- [Set problem]
Rewrite the rows below, from the line containing "of the gold" through the end of the rows, as a Markdown table with a Number column giving each line's position and a Text column giving the line itself. Leave out blank lines.
--- START Dataset records ---
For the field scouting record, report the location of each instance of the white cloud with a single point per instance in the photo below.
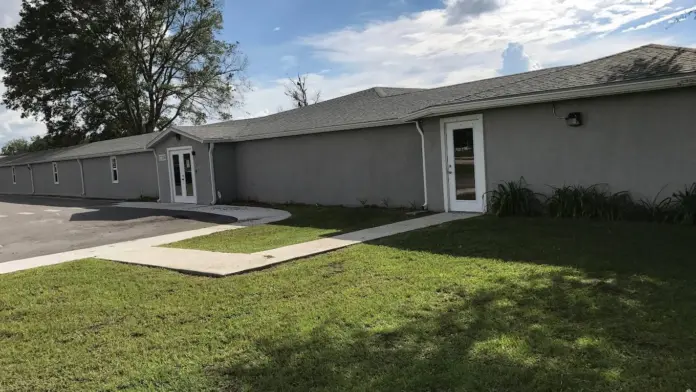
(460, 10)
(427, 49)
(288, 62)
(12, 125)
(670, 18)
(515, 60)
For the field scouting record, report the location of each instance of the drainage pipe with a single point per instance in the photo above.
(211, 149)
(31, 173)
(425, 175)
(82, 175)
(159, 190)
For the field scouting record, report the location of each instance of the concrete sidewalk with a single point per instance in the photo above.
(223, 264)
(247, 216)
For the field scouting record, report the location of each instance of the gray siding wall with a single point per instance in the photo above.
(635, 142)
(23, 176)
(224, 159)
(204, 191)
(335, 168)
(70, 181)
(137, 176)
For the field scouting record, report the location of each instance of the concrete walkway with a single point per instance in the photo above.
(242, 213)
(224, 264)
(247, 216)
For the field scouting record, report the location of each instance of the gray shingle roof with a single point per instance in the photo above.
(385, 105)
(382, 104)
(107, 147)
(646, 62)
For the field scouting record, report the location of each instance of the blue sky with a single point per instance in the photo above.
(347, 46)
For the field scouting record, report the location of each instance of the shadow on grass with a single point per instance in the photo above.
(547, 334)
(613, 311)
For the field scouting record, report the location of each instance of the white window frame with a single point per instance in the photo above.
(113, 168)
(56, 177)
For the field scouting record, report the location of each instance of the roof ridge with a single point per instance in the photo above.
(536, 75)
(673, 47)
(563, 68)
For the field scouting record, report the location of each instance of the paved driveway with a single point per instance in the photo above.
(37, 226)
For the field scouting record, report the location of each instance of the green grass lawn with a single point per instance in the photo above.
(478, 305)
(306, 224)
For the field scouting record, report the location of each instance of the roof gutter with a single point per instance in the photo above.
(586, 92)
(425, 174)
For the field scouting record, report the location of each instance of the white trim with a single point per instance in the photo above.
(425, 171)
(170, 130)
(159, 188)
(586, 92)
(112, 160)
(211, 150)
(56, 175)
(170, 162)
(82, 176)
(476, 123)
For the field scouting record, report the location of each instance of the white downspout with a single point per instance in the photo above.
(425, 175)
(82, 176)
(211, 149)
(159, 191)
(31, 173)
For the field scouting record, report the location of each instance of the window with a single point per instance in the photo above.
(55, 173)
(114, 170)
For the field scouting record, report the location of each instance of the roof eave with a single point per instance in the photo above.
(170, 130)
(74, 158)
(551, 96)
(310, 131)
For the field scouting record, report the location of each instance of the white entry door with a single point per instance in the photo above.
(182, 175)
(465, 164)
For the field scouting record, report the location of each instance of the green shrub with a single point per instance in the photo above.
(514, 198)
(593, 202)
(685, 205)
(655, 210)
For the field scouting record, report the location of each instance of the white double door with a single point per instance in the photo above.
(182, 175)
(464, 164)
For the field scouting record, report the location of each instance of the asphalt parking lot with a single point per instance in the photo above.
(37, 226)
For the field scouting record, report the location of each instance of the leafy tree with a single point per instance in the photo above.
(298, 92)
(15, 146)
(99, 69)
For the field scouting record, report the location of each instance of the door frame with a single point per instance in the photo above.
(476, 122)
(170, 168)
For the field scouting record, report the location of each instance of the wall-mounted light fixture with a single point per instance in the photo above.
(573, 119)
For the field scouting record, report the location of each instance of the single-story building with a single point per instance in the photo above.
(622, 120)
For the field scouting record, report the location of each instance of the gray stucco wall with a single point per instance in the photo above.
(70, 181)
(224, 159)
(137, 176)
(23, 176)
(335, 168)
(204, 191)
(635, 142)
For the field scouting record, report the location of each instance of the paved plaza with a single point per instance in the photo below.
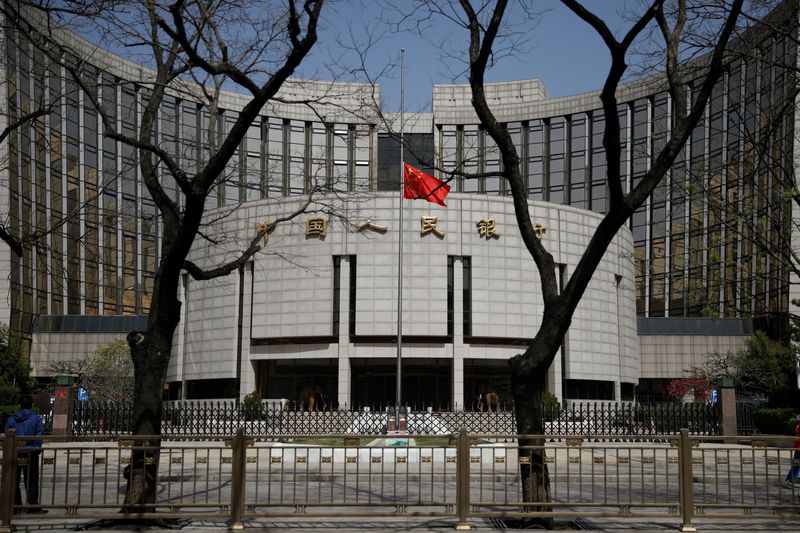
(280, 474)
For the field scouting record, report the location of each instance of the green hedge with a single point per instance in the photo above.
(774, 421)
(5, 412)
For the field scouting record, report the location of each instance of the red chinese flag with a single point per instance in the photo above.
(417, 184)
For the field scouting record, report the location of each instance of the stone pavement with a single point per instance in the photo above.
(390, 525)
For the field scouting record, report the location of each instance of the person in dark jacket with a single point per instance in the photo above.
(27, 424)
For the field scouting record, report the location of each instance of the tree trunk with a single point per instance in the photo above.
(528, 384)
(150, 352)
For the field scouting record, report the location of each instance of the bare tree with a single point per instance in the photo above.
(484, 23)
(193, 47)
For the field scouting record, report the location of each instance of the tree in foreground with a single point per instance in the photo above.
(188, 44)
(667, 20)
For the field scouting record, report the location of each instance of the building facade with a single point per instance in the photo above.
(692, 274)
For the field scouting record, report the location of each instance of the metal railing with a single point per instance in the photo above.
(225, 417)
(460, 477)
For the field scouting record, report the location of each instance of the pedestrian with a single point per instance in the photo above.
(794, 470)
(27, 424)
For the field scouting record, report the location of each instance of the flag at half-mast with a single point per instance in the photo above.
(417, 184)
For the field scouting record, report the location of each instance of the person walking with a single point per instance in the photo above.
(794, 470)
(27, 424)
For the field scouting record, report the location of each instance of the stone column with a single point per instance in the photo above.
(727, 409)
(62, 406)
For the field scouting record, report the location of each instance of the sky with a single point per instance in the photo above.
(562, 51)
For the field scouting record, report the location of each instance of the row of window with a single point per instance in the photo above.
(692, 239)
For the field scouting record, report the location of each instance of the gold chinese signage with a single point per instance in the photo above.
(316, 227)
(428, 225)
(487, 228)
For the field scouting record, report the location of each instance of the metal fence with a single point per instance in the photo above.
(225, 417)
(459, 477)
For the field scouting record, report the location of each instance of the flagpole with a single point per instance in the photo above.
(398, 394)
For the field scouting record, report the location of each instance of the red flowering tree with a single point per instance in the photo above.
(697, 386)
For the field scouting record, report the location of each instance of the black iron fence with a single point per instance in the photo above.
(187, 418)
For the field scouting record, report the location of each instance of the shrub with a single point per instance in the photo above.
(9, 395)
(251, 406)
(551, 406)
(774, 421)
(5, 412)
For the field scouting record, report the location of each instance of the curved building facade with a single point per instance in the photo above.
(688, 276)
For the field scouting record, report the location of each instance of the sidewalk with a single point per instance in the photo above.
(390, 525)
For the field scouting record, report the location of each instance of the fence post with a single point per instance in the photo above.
--- END Dataset records ---
- [Written response]
| Number | Text |
|---|---|
| 1 | For the field scouting record, report the location of each instance of the gold chinese signage with a single point per instance in the photo above. |
| 2 | (316, 227) |
| 3 | (428, 225) |
| 4 | (487, 228) |
| 5 | For the field scouting record, report the location of each instance of the metal fence with a single point per instance in the photo above. |
| 6 | (225, 417) |
| 7 | (459, 477) |
| 8 | For the field scouting record, report the location of each instance of the flagpole with a single point per instance in the photo above. |
| 9 | (398, 394) |
| 10 | For the field scouting record, report the location of each instance of the red flowering tree with a single point per instance in the photo above. |
| 11 | (697, 386) |
| 12 | For the field scouting record, report the location of each instance of the black iron fence with a single point per instance in the photo above. |
| 13 | (187, 418) |
| 14 | For the field scouting record, report the location of each instance of the shrub with a single point per instance in the photo above. |
| 15 | (9, 395) |
| 16 | (251, 406) |
| 17 | (551, 406) |
| 18 | (774, 421) |
| 19 | (5, 412) |
| 20 | For the field scouting record, report the location of each instance of the curved building facade with a single point per instance in the photo above. |
| 21 | (688, 276) |
| 22 | For the field scouting record, report the location of each instance of the sidewalk with a single point per instance in the photo above. |
| 23 | (390, 525) |
| 24 | For the field scouting record, report the location of each instance of the fence post with a single point per instance in the photo above. |